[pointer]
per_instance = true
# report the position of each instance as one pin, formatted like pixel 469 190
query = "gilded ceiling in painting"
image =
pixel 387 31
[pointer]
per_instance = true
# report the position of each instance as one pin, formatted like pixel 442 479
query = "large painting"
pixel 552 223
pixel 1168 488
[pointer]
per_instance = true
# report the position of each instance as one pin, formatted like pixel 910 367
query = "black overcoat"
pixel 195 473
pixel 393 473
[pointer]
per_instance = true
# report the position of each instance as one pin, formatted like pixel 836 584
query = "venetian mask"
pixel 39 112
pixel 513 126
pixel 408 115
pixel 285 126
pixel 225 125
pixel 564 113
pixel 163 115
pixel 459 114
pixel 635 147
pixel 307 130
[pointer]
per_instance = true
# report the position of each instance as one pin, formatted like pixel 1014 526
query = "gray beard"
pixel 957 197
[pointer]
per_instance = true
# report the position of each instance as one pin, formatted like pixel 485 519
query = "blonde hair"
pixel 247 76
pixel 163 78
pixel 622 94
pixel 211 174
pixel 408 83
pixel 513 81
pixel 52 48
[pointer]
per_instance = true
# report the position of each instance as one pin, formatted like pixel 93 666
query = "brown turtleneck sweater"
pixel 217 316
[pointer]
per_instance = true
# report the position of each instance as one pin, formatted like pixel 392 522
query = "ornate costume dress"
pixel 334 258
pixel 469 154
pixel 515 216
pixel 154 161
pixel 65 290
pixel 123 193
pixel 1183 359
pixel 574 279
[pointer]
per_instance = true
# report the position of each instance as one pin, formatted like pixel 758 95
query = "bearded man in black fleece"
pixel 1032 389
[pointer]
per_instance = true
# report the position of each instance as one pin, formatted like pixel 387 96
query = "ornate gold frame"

☆ ☆ ☆ ☆

* _Short task_
Retype the rows above without any change, starting with their first line and continuing through the line that contains "pixel 393 473", both included.

* _Answer to this exercise_
[pointer]
per_instance = true
# report the position of each instance as one pin, formatted like pixel 469 190
query = "gilded ceiling in painting"
image =
pixel 387 31
[pointer]
per_instance = true
# report the position of each instance as one pin, formatted like pixel 442 479
query = "large painting"
pixel 552 223
pixel 1168 488
[pointer]
per_instance = true
# report the position of each instance as one pin, formatted like pixel 910 367
query = "black overcoat"
pixel 195 473
pixel 393 473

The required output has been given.